Task to complete: All of the entries must be reproduced exactly, with no images carried over.

Photo-based referring expression data:
□ □ □ □ □

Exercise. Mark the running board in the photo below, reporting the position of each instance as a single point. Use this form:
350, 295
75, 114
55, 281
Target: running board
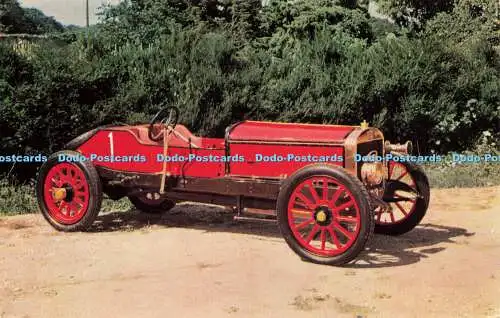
253, 219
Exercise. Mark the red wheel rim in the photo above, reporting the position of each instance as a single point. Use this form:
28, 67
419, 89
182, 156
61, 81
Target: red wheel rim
403, 209
324, 216
73, 207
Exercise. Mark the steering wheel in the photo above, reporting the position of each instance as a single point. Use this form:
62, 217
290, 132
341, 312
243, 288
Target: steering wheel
167, 117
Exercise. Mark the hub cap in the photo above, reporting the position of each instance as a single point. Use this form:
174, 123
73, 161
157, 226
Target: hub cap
323, 216
66, 193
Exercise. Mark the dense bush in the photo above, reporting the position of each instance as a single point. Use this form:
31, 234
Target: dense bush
309, 61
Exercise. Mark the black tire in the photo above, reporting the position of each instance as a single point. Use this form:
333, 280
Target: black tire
421, 205
360, 195
152, 206
94, 193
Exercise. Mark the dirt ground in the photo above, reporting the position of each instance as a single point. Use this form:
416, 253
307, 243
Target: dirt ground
197, 262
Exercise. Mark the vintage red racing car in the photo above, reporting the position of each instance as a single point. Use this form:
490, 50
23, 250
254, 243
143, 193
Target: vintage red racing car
316, 180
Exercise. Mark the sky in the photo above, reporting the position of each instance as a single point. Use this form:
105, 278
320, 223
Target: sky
73, 11
67, 11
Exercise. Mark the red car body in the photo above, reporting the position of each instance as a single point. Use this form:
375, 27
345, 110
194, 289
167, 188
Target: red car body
311, 176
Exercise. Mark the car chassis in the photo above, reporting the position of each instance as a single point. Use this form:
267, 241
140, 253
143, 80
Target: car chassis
326, 211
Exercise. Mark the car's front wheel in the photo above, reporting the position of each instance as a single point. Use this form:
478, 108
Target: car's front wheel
325, 214
407, 193
69, 193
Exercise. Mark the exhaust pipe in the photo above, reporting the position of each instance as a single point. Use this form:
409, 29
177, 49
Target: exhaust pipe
403, 149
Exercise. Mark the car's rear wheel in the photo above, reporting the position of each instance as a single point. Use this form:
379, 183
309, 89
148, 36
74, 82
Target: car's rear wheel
407, 192
69, 193
325, 215
151, 205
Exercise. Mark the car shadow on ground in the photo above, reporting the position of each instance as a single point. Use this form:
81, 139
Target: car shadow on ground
382, 251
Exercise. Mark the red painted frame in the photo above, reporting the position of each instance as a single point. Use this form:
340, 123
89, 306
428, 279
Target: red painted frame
243, 139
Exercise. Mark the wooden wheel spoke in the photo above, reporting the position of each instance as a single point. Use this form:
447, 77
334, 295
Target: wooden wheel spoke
391, 213
344, 205
313, 232
323, 238
334, 237
402, 175
336, 195
301, 212
313, 191
304, 224
400, 207
308, 203
325, 189
346, 219
342, 230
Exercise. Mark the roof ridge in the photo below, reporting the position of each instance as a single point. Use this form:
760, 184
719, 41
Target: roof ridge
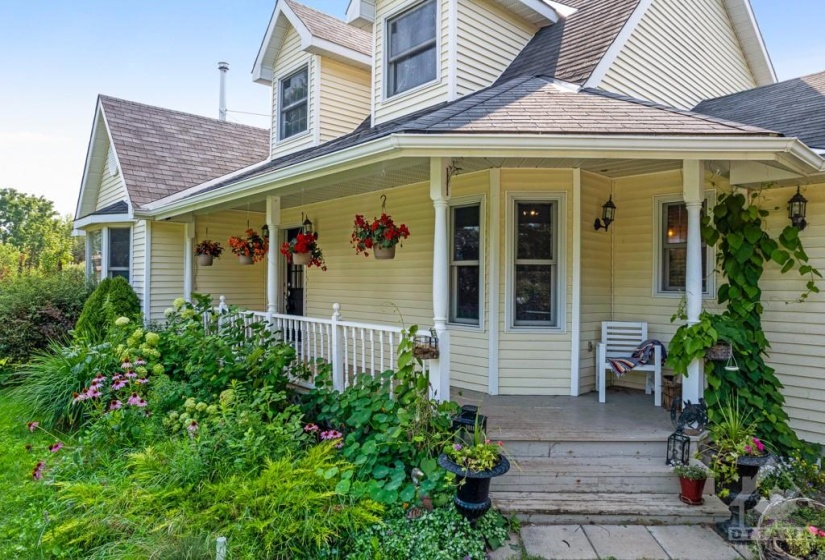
684, 112
119, 100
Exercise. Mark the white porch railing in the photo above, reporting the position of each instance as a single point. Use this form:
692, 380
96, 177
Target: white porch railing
349, 347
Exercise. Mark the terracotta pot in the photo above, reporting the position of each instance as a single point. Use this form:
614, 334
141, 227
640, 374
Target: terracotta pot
473, 497
692, 491
301, 259
384, 253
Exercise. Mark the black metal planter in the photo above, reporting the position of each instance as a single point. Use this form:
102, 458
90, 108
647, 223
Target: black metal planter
473, 497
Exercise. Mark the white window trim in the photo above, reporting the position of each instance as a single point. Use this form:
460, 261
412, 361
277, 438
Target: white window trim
658, 202
482, 261
560, 199
386, 52
303, 65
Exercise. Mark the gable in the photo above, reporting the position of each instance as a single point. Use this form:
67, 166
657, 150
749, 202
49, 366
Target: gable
678, 54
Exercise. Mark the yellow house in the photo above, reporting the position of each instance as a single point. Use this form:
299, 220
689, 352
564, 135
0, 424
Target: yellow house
505, 125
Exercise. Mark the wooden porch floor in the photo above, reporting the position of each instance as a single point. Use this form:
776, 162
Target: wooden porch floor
628, 415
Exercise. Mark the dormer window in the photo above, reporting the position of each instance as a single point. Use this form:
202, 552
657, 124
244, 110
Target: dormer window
294, 110
411, 48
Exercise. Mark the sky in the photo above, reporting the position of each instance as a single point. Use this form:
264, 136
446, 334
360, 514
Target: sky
58, 56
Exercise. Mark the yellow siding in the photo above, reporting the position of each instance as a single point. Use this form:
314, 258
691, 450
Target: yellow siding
292, 58
344, 98
244, 286
394, 292
112, 188
796, 330
596, 267
535, 363
469, 359
680, 53
417, 98
633, 258
489, 38
138, 257
166, 273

□ □ □ □ □

Answer area:
Exercise. Mark the running board in the photo below, reporting the position of each instance as a single point. Use this form:
350, 295
75, 114
55, 281
Target: running board
253, 219
Exercise. Mark the red wheel rim in the photo above, reporting the position of each instance as a single point. Use this form:
28, 67
419, 89
182, 156
61, 81
Target: red wheel rim
403, 209
324, 216
73, 207
Exercise. Mark the steering wheel in the photo above, reporting the position of each instance as a single point. Use this form:
62, 217
290, 132
341, 312
243, 288
Target: steering wheel
167, 117
Exercise. Mark the hub cap in the photo above, reporting the position of each instance as a single point. Use this form:
174, 123
73, 161
157, 226
Target: hub cap
323, 216
66, 193
Exercise. Mark the dense bush in the photo above, reporting the position of each instance as a single point. Use this form:
31, 234
Target: dense bush
309, 61
Exercise. Mark the black tire in the photo above, reporting the position of each instance as a single point. Use this form:
333, 280
Target: black tire
421, 205
360, 195
152, 206
94, 193
Exercise. Mark the dirt ground in the photo above, reporting the position of each instance as a single point. Use this form:
416, 253
307, 243
Target: dirt ground
197, 262
Exercise. Mark the vintage red racing car in the photo above, reporting the position of each instance as a single point. Use this form:
490, 50
23, 250
254, 243
143, 193
Target: vintage red racing car
316, 180
Exercise. Mark the sky in the photo above, reporting the position of each instance as a single point. Use this form:
105, 278
320, 223
Target: sky
73, 11
67, 11
Exercise. Mark the red car body in the photo above, reporting the position of each instance as a single point. Use this form:
375, 27
345, 110
194, 289
167, 188
Target: red car body
311, 176
Exercise. Mark the car chassis in the photo above, reporting the position of each instance as a single point. Use this form:
267, 241
140, 253
143, 80
Target: car chassis
326, 211
Exercise. Mark the car's front wheel in the photo above, reporting the position of each instance as a single point. Use this form:
478, 108
Target: car's front wheel
325, 214
407, 193
69, 193
Exercise. Mark the exhaust pipe in the photo above, reporting the position of each instance as a single point. Use this form:
409, 29
177, 49
Target: exhaust pipe
403, 149
Exercise. Mark the car's rear wheel in the photo above, reporting the position of each instance as a single point. Use this form:
379, 183
309, 89
148, 36
74, 82
Target: car's rear wheel
407, 192
69, 193
325, 215
151, 205
Exercise. Mark the car shadow on ground in the photo above, reporting the position of each instance as a single point. Use this form:
81, 139
Target: car shadow on ground
382, 251
Exercise. Mark the red painted frame in the photo above, reporting the position of each instance as a single point. Use this form:
340, 123
89, 306
428, 279
Target: red painted frame
243, 139
Exercise. Mark the wooden wheel spoke in the photo above, reporting the position of each instance as a single point. Use this form:
447, 77
334, 295
Target: wooden wheel spoke
391, 213
344, 205
313, 232
323, 238
334, 237
402, 175
336, 195
301, 212
313, 191
304, 224
400, 207
308, 203
325, 189
346, 219
342, 230
Exercise. Mark the roof ridge in the photo below, reporting the position of each instance as a single point. Use this form:
760, 184
719, 41
Target: roof ridge
684, 112
119, 100
Exercise. Mark the white porch railing in the photo above, reporting the position of each instance as a single point. Use this form:
692, 380
96, 177
Target: white porch railing
349, 347
Exercise. Mark the terracotta pot in the photo above, reporting the position of each instance as a single point. Use this form:
614, 334
141, 227
640, 374
Target: terracotta pot
473, 497
692, 491
301, 259
384, 253
Exercise. Mark the black metal planter in the photo above, reporting the position of each instance as a single point. Use this form:
102, 458
90, 108
647, 223
Target: black metal planter
473, 497
Exercise. Mark the white window trim in the photo above, reporting the position of each instance as a single point. Use this form:
460, 261
412, 361
277, 438
Target: white window trim
658, 202
482, 261
560, 199
386, 52
303, 65
Exercise. Mark the gable in the photo above, reporting the position of each instance as a single point. Use this form:
67, 166
657, 150
749, 202
49, 366
Target: gable
678, 54
Exercise. Mark the yellow house in the photo above, reporting the position of each instance as a single point. Use this form:
299, 220
689, 352
564, 135
0, 424
Target: yellow house
505, 125
Exercise. Mark the wooden porch floor in the photo above, reporting the position of each instance as a single point. Use this form:
776, 162
Target: wooden porch floor
628, 415
Exercise. Mark the dormer window in the photo above, reporting the position of each instance as a single point. Use this form:
202, 552
657, 124
244, 110
Target: dormer window
294, 110
411, 48
Exercise. Mark the sky in the photo above, reporting the position of each instance as a single point. Use this form:
264, 136
446, 334
360, 514
Target: sky
58, 56
Exercise. Mark the yellow siding in the photo above, reporting the position of each instance as a single point. Use this form:
314, 258
691, 450
Target: yellow siding
292, 58
344, 98
244, 286
394, 292
112, 188
796, 330
596, 267
535, 363
469, 359
680, 53
417, 98
633, 258
489, 38
138, 257
166, 273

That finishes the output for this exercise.